**Task description:** Output every line of the rows below verbatim, leaving out the pictures.

(A run of rows)
-------------------------
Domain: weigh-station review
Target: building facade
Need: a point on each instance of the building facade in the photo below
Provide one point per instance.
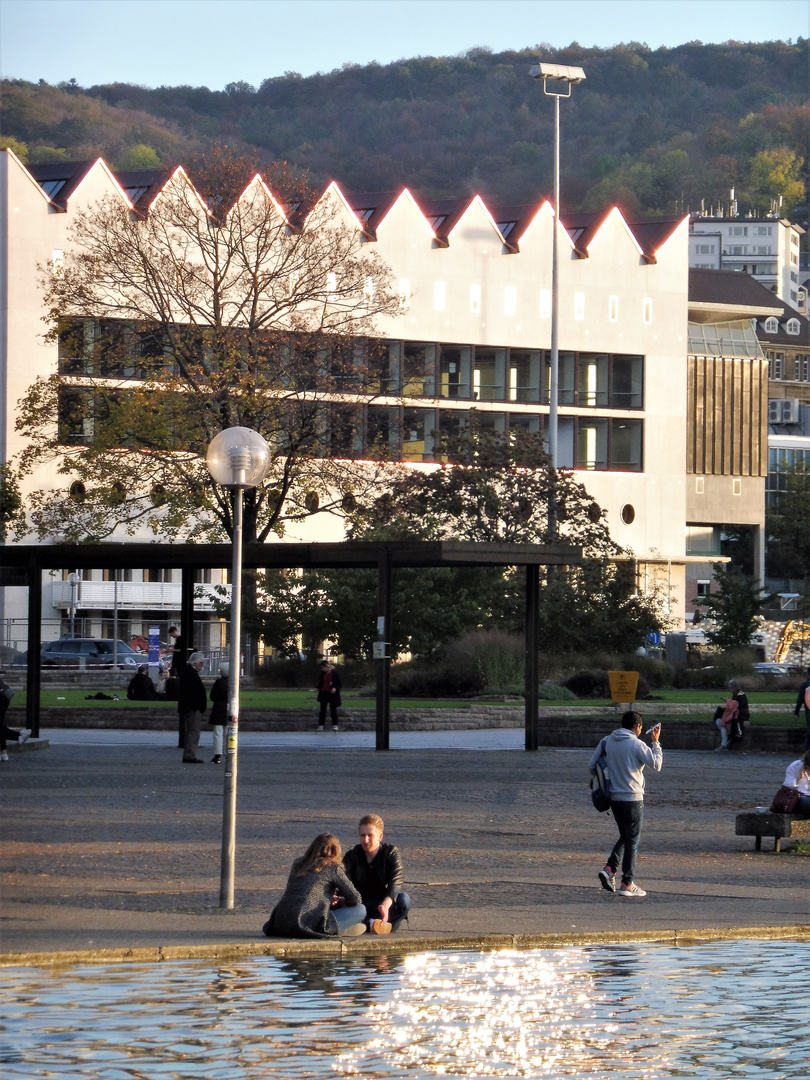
(472, 339)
-------------------------
**Task output:**
Domain: weigh-station review
Target: building facade
Need: a point on each instance of the building facade in the photo below
Provide one point per instance.
(472, 339)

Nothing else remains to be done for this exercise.